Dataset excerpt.

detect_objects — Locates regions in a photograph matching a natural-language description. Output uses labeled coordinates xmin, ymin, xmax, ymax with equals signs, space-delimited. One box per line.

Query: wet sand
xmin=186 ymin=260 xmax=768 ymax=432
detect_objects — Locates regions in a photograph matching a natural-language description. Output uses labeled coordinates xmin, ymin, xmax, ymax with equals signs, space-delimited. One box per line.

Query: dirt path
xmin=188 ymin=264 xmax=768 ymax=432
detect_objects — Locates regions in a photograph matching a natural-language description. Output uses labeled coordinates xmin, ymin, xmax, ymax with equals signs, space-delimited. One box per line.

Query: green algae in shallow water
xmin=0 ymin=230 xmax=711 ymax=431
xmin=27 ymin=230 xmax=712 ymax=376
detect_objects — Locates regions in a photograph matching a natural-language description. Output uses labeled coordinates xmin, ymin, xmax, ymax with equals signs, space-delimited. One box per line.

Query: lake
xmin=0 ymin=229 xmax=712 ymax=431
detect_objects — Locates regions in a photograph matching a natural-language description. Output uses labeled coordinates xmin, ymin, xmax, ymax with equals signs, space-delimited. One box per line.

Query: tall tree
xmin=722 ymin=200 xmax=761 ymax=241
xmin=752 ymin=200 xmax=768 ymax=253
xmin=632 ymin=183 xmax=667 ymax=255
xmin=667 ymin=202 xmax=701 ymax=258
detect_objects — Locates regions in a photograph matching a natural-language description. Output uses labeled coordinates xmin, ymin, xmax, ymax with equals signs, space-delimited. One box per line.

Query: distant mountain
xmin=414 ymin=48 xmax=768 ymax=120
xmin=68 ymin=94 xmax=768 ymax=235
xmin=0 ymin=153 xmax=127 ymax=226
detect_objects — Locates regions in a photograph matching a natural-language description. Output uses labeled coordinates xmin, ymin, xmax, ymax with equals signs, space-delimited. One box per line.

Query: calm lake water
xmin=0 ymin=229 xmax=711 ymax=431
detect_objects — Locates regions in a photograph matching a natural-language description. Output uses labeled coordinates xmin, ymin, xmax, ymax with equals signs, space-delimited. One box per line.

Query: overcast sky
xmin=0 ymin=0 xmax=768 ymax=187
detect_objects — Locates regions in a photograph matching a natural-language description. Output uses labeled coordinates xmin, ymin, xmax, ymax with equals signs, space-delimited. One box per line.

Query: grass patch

Objective. Quote the full listing above word for word, keeping every line in its original order.

Result for this exercise.
detect_objects — Locates regions in a photograph matching a natural-language description. Output uses labeled coordinates xmin, ymin, xmax, ymax with equals signs, space-delimited. One box per line.

Query: wet sand
xmin=186 ymin=260 xmax=768 ymax=432
detect_objects — Locates regions in a photograph matching a natural-language description. Output uses labeled coordinates xmin, ymin, xmax, ymax with equals signs, space-delimited. One box per line.

Query: dirt path
xmin=188 ymin=264 xmax=768 ymax=432
detect_objects — Locates regions in a photograph matching a natural-language description. Output uses labeled coordinates xmin, ymin, xmax, ymax with equals signs, space-delimited. One box per line.

Query: green algae in shallow water
xmin=0 ymin=230 xmax=711 ymax=431
xmin=27 ymin=230 xmax=712 ymax=376
detect_objects — Locates regions in a photograph matching a natural-language description. Output uses labeled coordinates xmin, ymin, xmax, ymax with equals signs, space-delimited. One box per line.

Query: lake
xmin=0 ymin=229 xmax=712 ymax=431
detect_objects — Locates regions in a photograph matching a natural-language description. Output uses labeled coordinates xmin, ymin, xmax, ymax with equals signs, space-delimited. One box per line.

Query: tall tree
xmin=722 ymin=200 xmax=761 ymax=241
xmin=752 ymin=200 xmax=768 ymax=253
xmin=632 ymin=183 xmax=667 ymax=255
xmin=667 ymin=202 xmax=701 ymax=258
detect_objects — Locates regions in a photograph matching a natural-language description. Output uses labeled coordinates xmin, ymin, xmax, ymax with equals signs, space-delimited. One box per line.

Query: distant mountain
xmin=414 ymin=48 xmax=768 ymax=120
xmin=68 ymin=94 xmax=768 ymax=235
xmin=0 ymin=153 xmax=127 ymax=226
detect_objects — Locates regions in a photograph matching a natural-language description. Output uses labeled coordinates xmin, ymin, xmax, ymax with equals signs, space-delimited. One box per line.

Query: calm lake water
xmin=0 ymin=229 xmax=711 ymax=431
detect_objects — Locates regions in a photograph matching a natural-language description. Output uses labeled coordinates xmin, ymin, xmax, ymax with equals signs, space-delimited. One box per line.

Query: overcast sky
xmin=0 ymin=0 xmax=768 ymax=187
detect_objects — Locates regions in a photograph matching a natural-language description. Output uses labeled coordinates xmin, ymin, xmax, ymax with equals signs, space-delimited. One box per line.

Query: grass patch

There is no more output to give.